* Exercise requirements *
Count the lines in the entries below that contain the word "gray" and give only that number.

* Data *
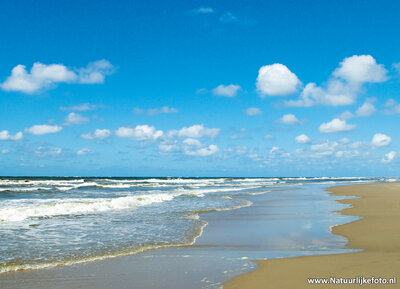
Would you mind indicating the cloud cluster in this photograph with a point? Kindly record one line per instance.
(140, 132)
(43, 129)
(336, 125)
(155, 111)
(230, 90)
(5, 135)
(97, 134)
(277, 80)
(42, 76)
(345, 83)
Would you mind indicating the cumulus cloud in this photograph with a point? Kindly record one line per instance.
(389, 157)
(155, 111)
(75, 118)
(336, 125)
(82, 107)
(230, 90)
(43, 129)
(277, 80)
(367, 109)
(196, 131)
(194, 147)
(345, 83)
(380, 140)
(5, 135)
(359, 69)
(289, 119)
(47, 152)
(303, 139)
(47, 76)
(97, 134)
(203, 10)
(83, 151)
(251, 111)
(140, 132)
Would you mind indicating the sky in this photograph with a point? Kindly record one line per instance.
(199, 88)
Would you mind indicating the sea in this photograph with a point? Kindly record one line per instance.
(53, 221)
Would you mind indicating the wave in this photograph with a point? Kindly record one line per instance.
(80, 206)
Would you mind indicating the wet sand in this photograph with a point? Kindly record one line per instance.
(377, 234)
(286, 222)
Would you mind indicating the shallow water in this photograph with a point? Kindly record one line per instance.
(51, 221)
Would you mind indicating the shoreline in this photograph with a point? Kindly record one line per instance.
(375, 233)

* * *

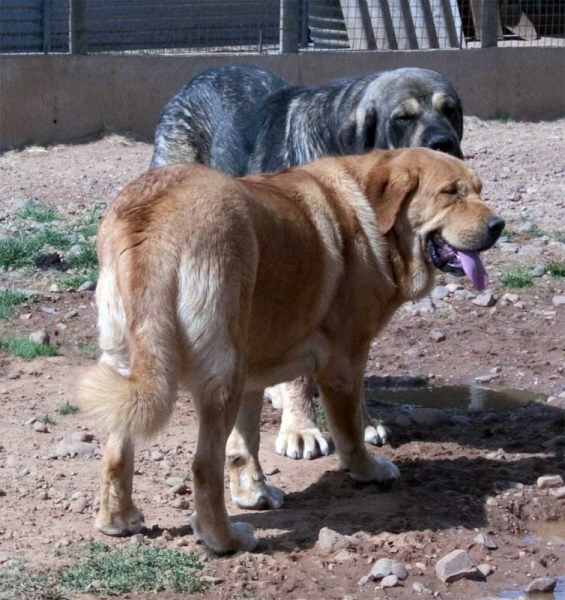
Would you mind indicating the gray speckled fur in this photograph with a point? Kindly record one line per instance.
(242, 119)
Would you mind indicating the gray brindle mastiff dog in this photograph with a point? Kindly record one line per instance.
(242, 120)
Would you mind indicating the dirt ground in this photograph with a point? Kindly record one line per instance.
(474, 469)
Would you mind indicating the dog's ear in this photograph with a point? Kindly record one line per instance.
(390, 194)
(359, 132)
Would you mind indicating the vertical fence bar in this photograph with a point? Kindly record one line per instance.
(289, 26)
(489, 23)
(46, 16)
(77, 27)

* Exercise output *
2